Set down the part of the Organigram earnings text running from "Greg Engel, CEO" down to "on last look.", copying it word for word.
--- begin Source document ---
The company’s press release included several updates on existing and upcoming cannabis products. It confirmed that Organigram began shipping the Trailblazer Torch vape cartridges on December 17, 2019. It also expects to begin shipping Edison + Feather ready-to-go distillate pens before the end of January, and it plans to begin shipping the Edison + PAX ERA distillate cartridges in the second quarter during 2020. After receiving a licensing for chocolate production and packaging areas in December 2019, the company also sees its launch remaining on target for sales of cannabis-infused chocolates to begin during the first quarter of 2020.
After ending the latest quarter with $34.1 million in cash and short-term investments, the company believes it has ample capital to fund its operations and capital expenditure plans. Organigram also currently still has $30.0 million in undrawn capacity on its term loan, as well as an additional $32.1 million available to raise under its total $55 million at-the-market equity program after having raised some $22.9 million before the end of last quarter.
Greg Engel, CEO of Organigram, said:
Despite ongoing industry challenges, we are pleased with solid Q1 2020 results and our return to positive adjusted EBITDA during the quarter. Our team was also successful in shipping the first of our Rec 2.0 products as planned and on schedule in December of 2019. We also look forward to the launch of the remainder of our vape pen portfolio followed soon after by our premium cannabis-infused chocolate products. In addition to an exciting line-up of 2.0 products, we are rolling out a couple of new core strains, such as our high THC Edison Limelight, across the country following their success as limited-time-offers in smaller markets.
Organigram shares traded up 29% to $2.79 Wednesday morning, but the 52-week trading range of $1.89 to $8.44 should show just how volatile these shares have been. Its market cap was $430 million on last look.
--- end Source document ---
--- begin Records provided ---
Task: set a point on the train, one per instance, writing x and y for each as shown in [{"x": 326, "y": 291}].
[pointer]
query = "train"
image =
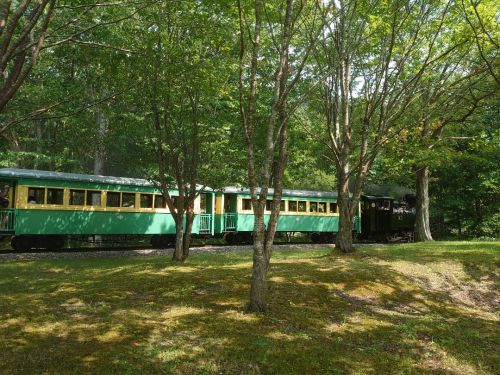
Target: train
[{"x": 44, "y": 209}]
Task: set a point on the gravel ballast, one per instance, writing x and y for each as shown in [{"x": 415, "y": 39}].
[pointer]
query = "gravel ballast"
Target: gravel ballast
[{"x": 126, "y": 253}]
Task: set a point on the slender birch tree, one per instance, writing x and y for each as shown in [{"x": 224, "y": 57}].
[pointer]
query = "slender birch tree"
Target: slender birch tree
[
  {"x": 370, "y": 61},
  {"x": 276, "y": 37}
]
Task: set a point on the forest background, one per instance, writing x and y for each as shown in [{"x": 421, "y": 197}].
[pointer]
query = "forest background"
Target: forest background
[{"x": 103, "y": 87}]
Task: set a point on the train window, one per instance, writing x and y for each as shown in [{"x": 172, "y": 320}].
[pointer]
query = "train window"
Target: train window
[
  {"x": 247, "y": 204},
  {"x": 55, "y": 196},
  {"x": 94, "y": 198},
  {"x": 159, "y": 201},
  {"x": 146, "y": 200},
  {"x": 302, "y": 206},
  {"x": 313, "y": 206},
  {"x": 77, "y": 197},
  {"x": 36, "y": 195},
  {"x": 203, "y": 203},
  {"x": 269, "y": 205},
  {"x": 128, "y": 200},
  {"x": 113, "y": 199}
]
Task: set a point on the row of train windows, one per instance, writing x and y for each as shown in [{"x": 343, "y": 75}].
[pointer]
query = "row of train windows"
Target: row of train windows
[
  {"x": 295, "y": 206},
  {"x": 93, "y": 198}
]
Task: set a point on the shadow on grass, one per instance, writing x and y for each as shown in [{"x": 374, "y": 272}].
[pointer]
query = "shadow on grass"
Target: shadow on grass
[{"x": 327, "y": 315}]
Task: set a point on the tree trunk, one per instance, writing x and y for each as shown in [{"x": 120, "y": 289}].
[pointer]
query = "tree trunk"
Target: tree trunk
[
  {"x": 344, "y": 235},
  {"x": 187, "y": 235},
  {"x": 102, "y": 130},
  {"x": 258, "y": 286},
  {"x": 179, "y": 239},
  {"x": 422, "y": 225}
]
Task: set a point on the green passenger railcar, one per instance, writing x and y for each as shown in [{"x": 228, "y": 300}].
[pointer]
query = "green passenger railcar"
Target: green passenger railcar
--- end Records provided ---
--- begin Records provided ---
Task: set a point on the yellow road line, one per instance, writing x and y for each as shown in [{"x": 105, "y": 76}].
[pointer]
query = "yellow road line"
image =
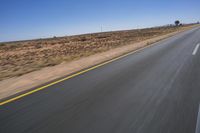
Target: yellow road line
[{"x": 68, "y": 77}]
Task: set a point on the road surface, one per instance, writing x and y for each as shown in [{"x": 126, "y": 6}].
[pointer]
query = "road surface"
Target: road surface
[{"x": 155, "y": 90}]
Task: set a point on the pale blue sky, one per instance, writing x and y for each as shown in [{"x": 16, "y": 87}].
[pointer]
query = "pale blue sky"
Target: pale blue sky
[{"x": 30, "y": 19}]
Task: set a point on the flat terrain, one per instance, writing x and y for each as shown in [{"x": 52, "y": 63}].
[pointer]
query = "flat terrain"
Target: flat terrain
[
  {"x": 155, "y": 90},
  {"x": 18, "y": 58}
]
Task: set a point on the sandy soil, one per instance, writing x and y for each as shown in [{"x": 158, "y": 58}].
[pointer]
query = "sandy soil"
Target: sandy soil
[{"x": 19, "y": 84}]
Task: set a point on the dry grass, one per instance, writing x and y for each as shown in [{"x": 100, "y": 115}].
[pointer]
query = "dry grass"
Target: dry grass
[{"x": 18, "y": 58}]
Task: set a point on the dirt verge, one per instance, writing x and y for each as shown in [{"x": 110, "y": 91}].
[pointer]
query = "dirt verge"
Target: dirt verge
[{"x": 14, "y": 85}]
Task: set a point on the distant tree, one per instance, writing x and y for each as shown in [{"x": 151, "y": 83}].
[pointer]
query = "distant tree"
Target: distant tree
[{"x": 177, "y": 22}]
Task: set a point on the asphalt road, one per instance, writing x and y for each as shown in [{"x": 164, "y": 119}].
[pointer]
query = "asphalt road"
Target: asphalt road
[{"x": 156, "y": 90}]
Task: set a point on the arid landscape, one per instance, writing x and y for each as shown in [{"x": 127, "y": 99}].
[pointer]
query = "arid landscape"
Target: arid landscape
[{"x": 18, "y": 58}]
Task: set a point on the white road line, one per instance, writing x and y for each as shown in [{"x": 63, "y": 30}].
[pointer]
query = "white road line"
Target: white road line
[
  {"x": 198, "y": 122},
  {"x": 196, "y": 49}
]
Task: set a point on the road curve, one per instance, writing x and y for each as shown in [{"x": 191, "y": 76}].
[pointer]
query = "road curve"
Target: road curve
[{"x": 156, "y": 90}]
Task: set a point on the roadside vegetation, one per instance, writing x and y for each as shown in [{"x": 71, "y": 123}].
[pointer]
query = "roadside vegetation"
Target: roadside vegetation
--- end Records provided ---
● **The solution**:
Greg Engel, CEO of Organigram, said:
Despite ongoing industry challenges, we are pleased with solid Q1 2020 results and our return to positive adjusted EBITDA during the quarter. Our team was also successful in shipping the first of our Rec 2.0 products as planned and on schedule in December of 2019. We also look forward to the launch of the remainder of our vape pen portfolio followed soon after by our premium cannabis-infused chocolate products. In addition to an exciting line-up of 2.0 products, we are rolling out a couple of new core strains, such as our high THC Edison Limelight, across the country following their success as limited-time-offers in smaller markets.
Organigram shares traded up 29% to $2.79 Wednesday morning, but the 52-week trading range of $1.89 to $8.44 should show just how volatile these shares have been. Its market cap was $430 million on last look.